*Excerpted text*.
Content starts

I arrived in the lane just as the shopper ahead of Hank Hill had completed paying for her groceries and rolled her cart away. I noticed that he had several items in his cart, but the conveyor belt was empty. Hank Hill was not about to unload his cart until he was acknowledged and greeted. And so, having ensured himself of the checker’s undivided attention, he rolled his cart up to the register and, then and only then, began placing his items on the belt.
I will grant you that this was a minor inconvenience. Hank Hill had perhaps a dozen items and not a full cart, which would have upgraded him to annoying from merely odd. I had to wait to load my items on the belt until he was finished, lest my items roll up the conveyor into his way, but being a reasonable person, I was willing to wait patiently as he methodically placed one item at a time onto the belt.
Once I saw that his cart was empty, I placed the divider and began to unload my own cart. I finished just as the checker scanned the last of Hank Hill’s items and announced the total.

Content ends

*Problem requirements*. In the checkout-lane excerpt, what does the narrator place before beginning to unload their own cart? The entries have nothing to do with the excerpt above.

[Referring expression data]

Content starts

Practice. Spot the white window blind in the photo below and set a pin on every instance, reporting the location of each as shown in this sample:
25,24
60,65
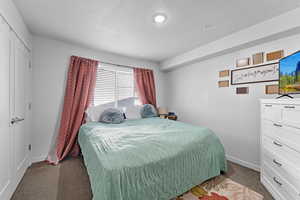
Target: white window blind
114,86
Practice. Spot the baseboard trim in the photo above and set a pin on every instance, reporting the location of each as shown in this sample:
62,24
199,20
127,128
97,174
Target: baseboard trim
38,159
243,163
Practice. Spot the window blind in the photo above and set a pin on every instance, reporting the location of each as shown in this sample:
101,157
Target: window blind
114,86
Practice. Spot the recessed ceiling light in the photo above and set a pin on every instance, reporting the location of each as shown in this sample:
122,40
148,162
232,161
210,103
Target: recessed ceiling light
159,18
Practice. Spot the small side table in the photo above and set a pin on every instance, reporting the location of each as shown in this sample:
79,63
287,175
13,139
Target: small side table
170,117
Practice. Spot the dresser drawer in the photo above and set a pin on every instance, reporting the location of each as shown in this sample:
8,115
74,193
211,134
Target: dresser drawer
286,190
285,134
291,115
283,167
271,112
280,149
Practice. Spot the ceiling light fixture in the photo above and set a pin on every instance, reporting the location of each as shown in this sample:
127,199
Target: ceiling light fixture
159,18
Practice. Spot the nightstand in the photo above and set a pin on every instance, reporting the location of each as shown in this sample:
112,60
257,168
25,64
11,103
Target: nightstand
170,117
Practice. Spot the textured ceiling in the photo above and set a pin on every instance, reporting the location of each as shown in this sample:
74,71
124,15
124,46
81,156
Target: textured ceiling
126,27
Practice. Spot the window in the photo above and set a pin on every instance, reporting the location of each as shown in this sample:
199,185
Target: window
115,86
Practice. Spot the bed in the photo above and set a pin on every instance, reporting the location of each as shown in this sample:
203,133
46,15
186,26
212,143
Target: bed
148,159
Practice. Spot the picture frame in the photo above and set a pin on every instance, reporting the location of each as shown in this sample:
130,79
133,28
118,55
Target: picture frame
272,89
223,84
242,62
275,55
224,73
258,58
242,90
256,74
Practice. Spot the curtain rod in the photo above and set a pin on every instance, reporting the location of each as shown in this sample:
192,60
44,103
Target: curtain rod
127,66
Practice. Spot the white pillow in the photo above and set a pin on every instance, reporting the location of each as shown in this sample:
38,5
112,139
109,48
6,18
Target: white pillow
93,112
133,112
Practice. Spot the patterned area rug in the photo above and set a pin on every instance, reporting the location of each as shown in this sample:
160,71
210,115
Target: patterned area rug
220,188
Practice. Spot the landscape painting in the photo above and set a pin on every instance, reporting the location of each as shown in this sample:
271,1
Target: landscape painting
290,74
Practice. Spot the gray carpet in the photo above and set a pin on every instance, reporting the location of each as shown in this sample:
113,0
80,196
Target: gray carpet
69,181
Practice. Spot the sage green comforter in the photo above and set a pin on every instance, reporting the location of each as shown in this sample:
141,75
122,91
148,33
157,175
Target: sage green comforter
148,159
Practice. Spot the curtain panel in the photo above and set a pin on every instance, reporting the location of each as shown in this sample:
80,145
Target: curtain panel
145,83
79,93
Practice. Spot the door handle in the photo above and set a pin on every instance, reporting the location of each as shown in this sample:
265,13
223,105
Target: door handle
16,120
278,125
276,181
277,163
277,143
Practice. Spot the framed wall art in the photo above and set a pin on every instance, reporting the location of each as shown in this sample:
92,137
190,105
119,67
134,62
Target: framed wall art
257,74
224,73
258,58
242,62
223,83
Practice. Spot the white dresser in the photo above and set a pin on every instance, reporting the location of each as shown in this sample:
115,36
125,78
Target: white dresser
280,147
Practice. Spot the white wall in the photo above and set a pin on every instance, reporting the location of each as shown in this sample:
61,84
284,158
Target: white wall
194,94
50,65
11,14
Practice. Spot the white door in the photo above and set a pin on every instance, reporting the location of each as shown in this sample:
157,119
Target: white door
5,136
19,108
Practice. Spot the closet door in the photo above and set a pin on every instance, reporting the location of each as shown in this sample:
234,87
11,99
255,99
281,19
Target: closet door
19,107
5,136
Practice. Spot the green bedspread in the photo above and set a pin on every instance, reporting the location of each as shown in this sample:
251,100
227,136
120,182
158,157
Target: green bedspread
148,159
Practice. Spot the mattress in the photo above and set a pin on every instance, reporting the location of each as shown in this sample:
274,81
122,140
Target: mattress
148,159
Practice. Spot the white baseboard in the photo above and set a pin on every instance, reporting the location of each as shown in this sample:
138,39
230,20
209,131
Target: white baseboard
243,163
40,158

Content ends
Content starts

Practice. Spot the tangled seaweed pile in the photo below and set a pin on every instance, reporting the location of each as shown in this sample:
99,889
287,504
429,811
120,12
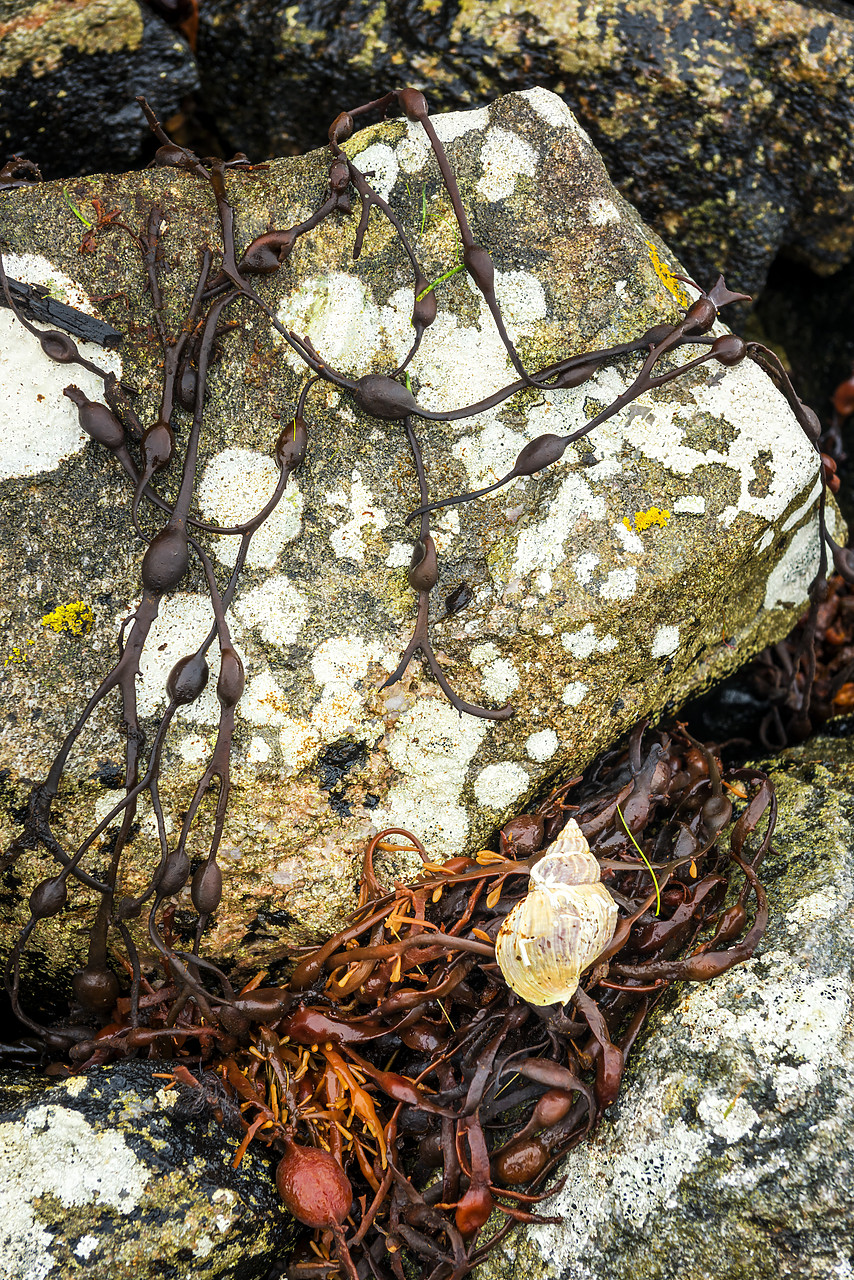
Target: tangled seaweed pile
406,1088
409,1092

Content ends
Content starts

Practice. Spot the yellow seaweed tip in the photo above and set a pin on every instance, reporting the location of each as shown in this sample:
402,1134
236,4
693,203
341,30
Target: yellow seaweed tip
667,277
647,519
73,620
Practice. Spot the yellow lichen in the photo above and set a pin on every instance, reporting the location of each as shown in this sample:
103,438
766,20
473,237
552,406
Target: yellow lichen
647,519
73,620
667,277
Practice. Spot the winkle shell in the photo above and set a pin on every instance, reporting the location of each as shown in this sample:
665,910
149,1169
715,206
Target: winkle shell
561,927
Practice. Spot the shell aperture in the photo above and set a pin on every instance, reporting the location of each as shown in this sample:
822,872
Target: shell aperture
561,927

Content ends

*Answer to this exercise*. The divider.